Given information Block Start

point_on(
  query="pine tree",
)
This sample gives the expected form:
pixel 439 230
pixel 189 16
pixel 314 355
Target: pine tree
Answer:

Given information Block End

Output each entry exactly as written, leaving none out.

### Answer
point_on(
  query="pine tree",
)
This sample gives the expected form:
pixel 439 230
pixel 189 16
pixel 314 355
Target: pine tree
Answer:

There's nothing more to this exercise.